### Task prompt
Could you copy the items below from the line containing "center, written as integer pixel values." through the end of the items, keeping the requests unchanged and shifting each coordinate in the answers by adding 102 to it?

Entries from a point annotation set
—————

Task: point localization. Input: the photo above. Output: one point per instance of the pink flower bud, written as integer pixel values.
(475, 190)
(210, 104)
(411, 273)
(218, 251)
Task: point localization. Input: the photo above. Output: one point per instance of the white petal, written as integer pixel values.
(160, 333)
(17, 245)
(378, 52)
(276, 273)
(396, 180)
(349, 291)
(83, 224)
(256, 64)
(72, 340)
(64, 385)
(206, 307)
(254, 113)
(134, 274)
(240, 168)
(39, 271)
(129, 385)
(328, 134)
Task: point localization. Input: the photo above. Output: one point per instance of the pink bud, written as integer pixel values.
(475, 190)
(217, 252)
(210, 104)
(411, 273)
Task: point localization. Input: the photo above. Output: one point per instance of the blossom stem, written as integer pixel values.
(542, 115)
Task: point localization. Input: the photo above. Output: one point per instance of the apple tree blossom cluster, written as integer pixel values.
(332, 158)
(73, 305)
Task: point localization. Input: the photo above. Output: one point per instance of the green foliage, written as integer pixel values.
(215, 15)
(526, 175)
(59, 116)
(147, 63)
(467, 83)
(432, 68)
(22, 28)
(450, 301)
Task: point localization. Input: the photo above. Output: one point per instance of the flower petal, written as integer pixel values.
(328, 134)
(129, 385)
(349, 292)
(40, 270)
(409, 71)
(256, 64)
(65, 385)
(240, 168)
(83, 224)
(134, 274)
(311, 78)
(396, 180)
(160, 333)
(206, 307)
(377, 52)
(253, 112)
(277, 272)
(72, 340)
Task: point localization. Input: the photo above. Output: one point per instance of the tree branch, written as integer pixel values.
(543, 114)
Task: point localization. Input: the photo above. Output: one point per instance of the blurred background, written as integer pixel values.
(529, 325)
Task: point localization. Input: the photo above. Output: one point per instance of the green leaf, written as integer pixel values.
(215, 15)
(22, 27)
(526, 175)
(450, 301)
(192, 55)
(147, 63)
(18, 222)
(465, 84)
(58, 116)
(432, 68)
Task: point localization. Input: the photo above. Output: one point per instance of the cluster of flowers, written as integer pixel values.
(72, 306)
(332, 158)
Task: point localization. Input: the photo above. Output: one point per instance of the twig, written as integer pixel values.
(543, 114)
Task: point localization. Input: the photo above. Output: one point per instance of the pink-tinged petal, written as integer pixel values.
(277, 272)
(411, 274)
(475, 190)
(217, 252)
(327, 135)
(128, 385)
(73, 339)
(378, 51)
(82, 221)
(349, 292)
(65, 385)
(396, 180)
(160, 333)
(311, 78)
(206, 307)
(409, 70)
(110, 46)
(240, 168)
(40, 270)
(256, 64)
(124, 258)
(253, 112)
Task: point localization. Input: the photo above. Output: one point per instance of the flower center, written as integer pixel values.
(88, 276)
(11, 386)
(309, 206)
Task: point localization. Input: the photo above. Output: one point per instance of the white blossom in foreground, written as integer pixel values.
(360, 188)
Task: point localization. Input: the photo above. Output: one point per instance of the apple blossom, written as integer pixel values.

—————

### Reply
Task: point localization. Input: the photo above. Output: one point per instance of the flower center, written as integer pixel values.
(190, 378)
(113, 488)
(411, 308)
Task: point localization. Input: the photo above. Output: one point per instance of the white blossom in foreground, written as integer pixel values.
(462, 290)
Task: point localization. Input: the photo above. Output: one point per instance of the apple blossom, written as integer pixel values.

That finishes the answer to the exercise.